Written instruction 1
Reproduce word for word the part of the St. John essay starting at "By initiating St." and ending at "of native inhabitants.".

Document
By initiating St. John’s most extensive eco-luxury venture, Rockefeller set a precedent for the kind of people and programmes that would come to St. John in the future. Unable to constructively figure native St. Johnians into the Caneel-VINP venture, ecotourism advocates instead depicted them as incompetent and unauthoritative colonial subjects. In doing so, they encouraged future continental entrepreneurs to stake claim to the island as their own personal paradise. The conservationist imaginary that originally rendered St. John as an unspoiled land in need of saving also rendered the island and its subjects as perpetually consumable. As a result, exploitation and protection have become indistinguishable activities on an island where the ‘enjoyment’ and ‘inspiration’ experienced by mobile foreign visitors necessitates the invisibility of native inhabitants.

Most recently, native St. Johnians have battled with white transplants committed to ‘saving paradise’ after the devastation caused by hurricanes Irma and Maria in 2017. Able to access political channels unavailable to native Black islanders, these new arrivals have regularly weaponised their continental affiliations against native St. Johnians.  Many remain convinced that their own ideas for how the island’s landscape should be recovered are superior to those of the local people. For example, rather than turn the now-ruined Caneel Bay Resort into a historically-framed local cooperative, as some locals have suggested, mainland corporatists have instead advocated for a revamped hotel campus. Some have even rejected the idea of using the destruction of the last remaining public school on the island as an opportunity to build the long-sought-after K-12 learning facility on the island. Once again, the management of the island’s environment is presented as a decision best made by white continental Americans rather than by local Afro-Caribbean inhabitants.

Provided records

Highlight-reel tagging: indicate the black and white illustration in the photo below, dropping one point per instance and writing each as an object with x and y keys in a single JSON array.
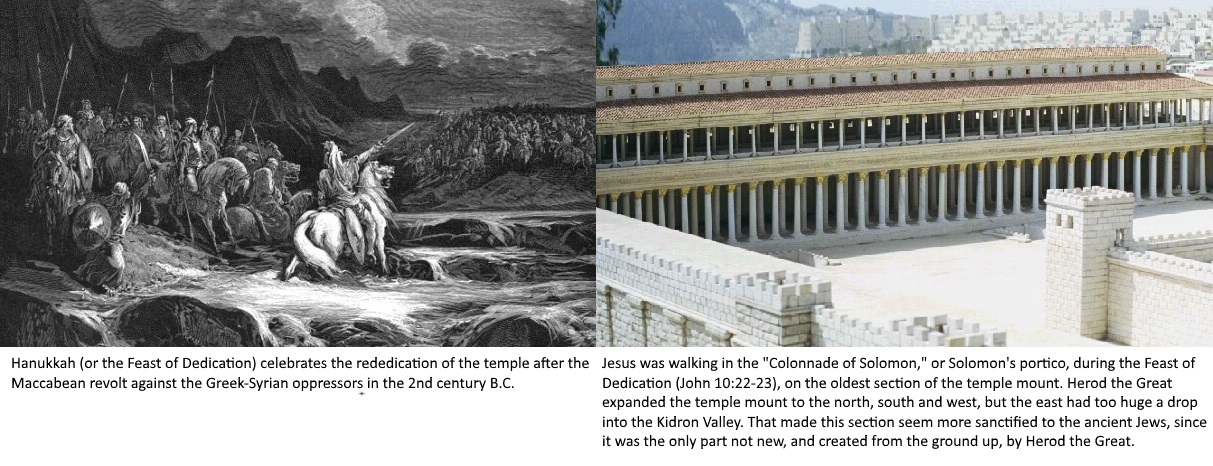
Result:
[{"x": 296, "y": 172}]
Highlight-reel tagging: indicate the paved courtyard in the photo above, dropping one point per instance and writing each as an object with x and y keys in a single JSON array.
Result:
[{"x": 995, "y": 282}]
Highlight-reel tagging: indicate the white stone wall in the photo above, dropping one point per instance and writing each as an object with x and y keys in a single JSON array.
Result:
[
  {"x": 821, "y": 79},
  {"x": 1081, "y": 227},
  {"x": 645, "y": 272},
  {"x": 838, "y": 328},
  {"x": 656, "y": 287},
  {"x": 1194, "y": 245},
  {"x": 1145, "y": 291},
  {"x": 1160, "y": 300}
]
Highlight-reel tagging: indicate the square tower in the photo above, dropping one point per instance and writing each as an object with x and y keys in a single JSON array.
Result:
[{"x": 1081, "y": 226}]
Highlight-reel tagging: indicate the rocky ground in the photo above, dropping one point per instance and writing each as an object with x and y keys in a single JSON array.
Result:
[{"x": 43, "y": 303}]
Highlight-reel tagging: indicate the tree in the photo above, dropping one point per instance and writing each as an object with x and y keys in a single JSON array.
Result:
[{"x": 608, "y": 10}]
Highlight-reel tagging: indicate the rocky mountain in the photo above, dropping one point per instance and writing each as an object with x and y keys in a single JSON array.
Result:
[
  {"x": 251, "y": 74},
  {"x": 348, "y": 100},
  {"x": 649, "y": 32}
]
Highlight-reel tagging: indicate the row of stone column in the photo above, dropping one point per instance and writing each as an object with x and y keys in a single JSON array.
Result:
[
  {"x": 856, "y": 202},
  {"x": 660, "y": 147}
]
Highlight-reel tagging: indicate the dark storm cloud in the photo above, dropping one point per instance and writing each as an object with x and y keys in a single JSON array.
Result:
[{"x": 488, "y": 47}]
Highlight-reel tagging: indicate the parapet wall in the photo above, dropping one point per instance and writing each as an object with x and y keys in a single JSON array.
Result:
[
  {"x": 1194, "y": 245},
  {"x": 837, "y": 328},
  {"x": 1155, "y": 299},
  {"x": 1144, "y": 291},
  {"x": 656, "y": 287}
]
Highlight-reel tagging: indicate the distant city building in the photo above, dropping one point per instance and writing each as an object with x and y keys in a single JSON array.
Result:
[
  {"x": 1178, "y": 33},
  {"x": 823, "y": 37}
]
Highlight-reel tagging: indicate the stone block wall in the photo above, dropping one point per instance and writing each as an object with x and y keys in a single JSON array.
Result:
[
  {"x": 838, "y": 328},
  {"x": 656, "y": 287},
  {"x": 1081, "y": 226},
  {"x": 1156, "y": 299},
  {"x": 1194, "y": 245}
]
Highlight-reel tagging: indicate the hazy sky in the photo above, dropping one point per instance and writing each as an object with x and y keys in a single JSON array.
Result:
[{"x": 926, "y": 7}]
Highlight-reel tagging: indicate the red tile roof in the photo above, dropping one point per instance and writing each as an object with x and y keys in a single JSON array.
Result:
[
  {"x": 853, "y": 96},
  {"x": 802, "y": 64}
]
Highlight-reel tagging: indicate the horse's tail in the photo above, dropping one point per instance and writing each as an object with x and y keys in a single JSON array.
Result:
[
  {"x": 309, "y": 253},
  {"x": 260, "y": 221}
]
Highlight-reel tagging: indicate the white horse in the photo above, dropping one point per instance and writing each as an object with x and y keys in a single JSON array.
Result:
[{"x": 320, "y": 236}]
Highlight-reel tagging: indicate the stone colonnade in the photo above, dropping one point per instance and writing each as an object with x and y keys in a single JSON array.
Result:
[
  {"x": 796, "y": 206},
  {"x": 787, "y": 137}
]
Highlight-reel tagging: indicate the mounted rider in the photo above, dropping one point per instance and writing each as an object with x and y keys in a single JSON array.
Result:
[
  {"x": 337, "y": 186},
  {"x": 191, "y": 157},
  {"x": 63, "y": 143},
  {"x": 160, "y": 141}
]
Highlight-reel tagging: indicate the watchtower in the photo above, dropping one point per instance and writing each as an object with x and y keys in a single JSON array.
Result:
[{"x": 1082, "y": 225}]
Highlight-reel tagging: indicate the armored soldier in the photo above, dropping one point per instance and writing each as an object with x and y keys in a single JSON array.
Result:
[
  {"x": 63, "y": 143},
  {"x": 191, "y": 155},
  {"x": 160, "y": 141}
]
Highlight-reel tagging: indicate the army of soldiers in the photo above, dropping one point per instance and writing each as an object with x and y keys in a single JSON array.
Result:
[{"x": 81, "y": 143}]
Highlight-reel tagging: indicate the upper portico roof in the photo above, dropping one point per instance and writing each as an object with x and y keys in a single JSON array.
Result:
[{"x": 864, "y": 62}]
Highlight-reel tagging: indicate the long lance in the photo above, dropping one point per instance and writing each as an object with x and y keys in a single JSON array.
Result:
[
  {"x": 63, "y": 79},
  {"x": 152, "y": 87},
  {"x": 120, "y": 94},
  {"x": 252, "y": 125},
  {"x": 221, "y": 109},
  {"x": 210, "y": 92},
  {"x": 172, "y": 96},
  {"x": 41, "y": 87},
  {"x": 7, "y": 117}
]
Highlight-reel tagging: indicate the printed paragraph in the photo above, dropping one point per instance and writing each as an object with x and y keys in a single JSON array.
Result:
[{"x": 907, "y": 402}]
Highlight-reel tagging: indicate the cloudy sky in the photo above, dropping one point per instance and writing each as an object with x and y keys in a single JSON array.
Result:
[
  {"x": 517, "y": 44},
  {"x": 926, "y": 7}
]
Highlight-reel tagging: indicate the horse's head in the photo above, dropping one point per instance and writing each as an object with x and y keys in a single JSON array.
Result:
[{"x": 290, "y": 171}]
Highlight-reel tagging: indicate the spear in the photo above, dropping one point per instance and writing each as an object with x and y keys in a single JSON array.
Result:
[
  {"x": 41, "y": 87},
  {"x": 210, "y": 91},
  {"x": 64, "y": 78},
  {"x": 152, "y": 87},
  {"x": 119, "y": 106},
  {"x": 7, "y": 126},
  {"x": 252, "y": 124},
  {"x": 172, "y": 96}
]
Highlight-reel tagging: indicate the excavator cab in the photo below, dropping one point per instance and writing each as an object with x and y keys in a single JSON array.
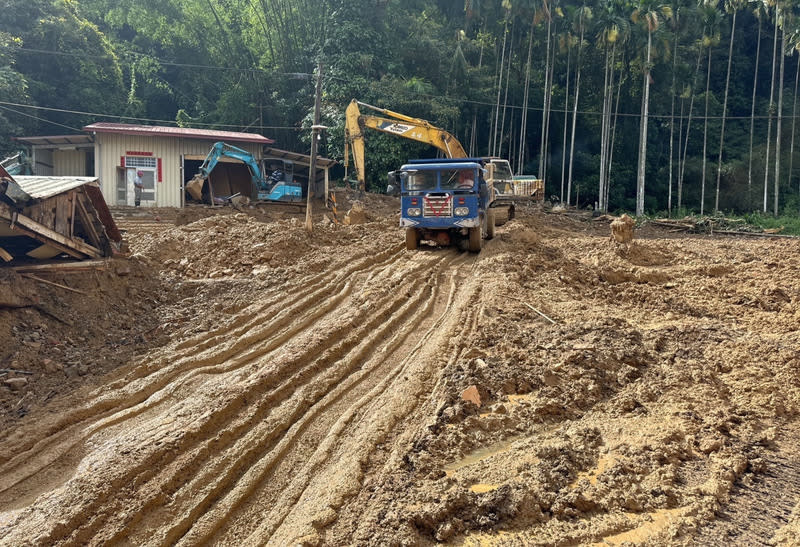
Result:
[{"x": 280, "y": 184}]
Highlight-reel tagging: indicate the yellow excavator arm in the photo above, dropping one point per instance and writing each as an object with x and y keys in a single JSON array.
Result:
[{"x": 396, "y": 124}]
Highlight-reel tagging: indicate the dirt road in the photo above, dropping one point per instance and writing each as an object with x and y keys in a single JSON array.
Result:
[{"x": 266, "y": 387}]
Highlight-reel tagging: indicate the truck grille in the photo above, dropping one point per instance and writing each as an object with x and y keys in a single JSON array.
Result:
[{"x": 437, "y": 205}]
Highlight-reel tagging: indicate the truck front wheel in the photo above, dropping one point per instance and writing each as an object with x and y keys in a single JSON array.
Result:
[
  {"x": 412, "y": 239},
  {"x": 475, "y": 239}
]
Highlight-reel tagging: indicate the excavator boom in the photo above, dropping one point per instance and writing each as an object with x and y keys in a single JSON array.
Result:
[{"x": 396, "y": 124}]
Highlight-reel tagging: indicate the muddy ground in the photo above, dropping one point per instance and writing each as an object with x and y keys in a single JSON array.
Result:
[{"x": 239, "y": 382}]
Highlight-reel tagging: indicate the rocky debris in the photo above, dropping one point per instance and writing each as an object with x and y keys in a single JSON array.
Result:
[
  {"x": 356, "y": 214},
  {"x": 622, "y": 230},
  {"x": 471, "y": 395}
]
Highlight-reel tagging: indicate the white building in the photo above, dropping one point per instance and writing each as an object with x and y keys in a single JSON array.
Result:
[{"x": 113, "y": 152}]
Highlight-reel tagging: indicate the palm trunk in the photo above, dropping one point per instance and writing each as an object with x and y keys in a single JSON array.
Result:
[
  {"x": 611, "y": 144},
  {"x": 603, "y": 136},
  {"x": 724, "y": 112},
  {"x": 778, "y": 130},
  {"x": 493, "y": 141},
  {"x": 505, "y": 97},
  {"x": 688, "y": 128},
  {"x": 679, "y": 182},
  {"x": 705, "y": 136},
  {"x": 771, "y": 103},
  {"x": 543, "y": 142},
  {"x": 575, "y": 112},
  {"x": 566, "y": 120},
  {"x": 752, "y": 120},
  {"x": 794, "y": 114},
  {"x": 524, "y": 120},
  {"x": 643, "y": 132},
  {"x": 672, "y": 126},
  {"x": 549, "y": 109}
]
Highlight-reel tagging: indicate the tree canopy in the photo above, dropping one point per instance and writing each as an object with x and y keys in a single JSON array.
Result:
[{"x": 618, "y": 103}]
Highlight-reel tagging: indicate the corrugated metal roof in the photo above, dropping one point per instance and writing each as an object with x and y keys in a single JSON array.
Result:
[
  {"x": 45, "y": 187},
  {"x": 184, "y": 132},
  {"x": 57, "y": 140}
]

Written instruction 2
Rewrite the listing starting at the line containing "Highlight-reel tagging: indicate the white building" and ending at the last line of the listing, replacing "dropping" with "placing" and leaving everything else unchanged. Give only those lines.

Written reply 1
By initiating St. John’s most extensive eco-luxury venture, Rockefeller set a precedent for the kind of people and programmes that would come to St. John in the future. Unable to constructively figure native St. Johnians into the Caneel-VINP venture, ecotourism advocates instead depicted them as incompetent and unauthoritative colonial subjects. In doing so, they encouraged future continental entrepreneurs to stake claim to the island as their own personal paradise. The conservationist imaginary that originally rendered St. John as an unspoiled land in need of saving also rendered the island and its subjects as perpetually consumable. As a result, exploitation and protection have become indistinguishable activities on an island where the ‘enjoyment’ and ‘inspiration’ experienced by mobile foreign visitors necessitates the invisibility of native inhabitants.

Written reply 2
Highlight-reel tagging: indicate the white building in the photo above, placing one point per instance and writing each as an object with x and y keys in a single JSON array.
Result:
[{"x": 113, "y": 152}]
Highlight-reel tagging: indicate the palm trunk in the photo above, placing one point per instance and writing each as an object with x and y keys in a single JSON array.
Result:
[
  {"x": 611, "y": 144},
  {"x": 603, "y": 136},
  {"x": 724, "y": 112},
  {"x": 778, "y": 130},
  {"x": 493, "y": 141},
  {"x": 505, "y": 97},
  {"x": 688, "y": 128},
  {"x": 679, "y": 182},
  {"x": 705, "y": 136},
  {"x": 771, "y": 103},
  {"x": 543, "y": 142},
  {"x": 575, "y": 112},
  {"x": 566, "y": 120},
  {"x": 752, "y": 120},
  {"x": 794, "y": 114},
  {"x": 524, "y": 120},
  {"x": 643, "y": 132},
  {"x": 672, "y": 126},
  {"x": 549, "y": 109}
]
Highlight-reel tagging: indicate the tree canopy in the photo above, placing one point per instance and writing each as an object with x and y keys in a single JSON array.
Result:
[{"x": 618, "y": 103}]
Highlight-reel tagging: indicate the corrugated metal roof in the photo above, placing one point per instance and writing each as an object with x and y keys in a single JSON array.
Result:
[
  {"x": 45, "y": 187},
  {"x": 184, "y": 132},
  {"x": 57, "y": 140}
]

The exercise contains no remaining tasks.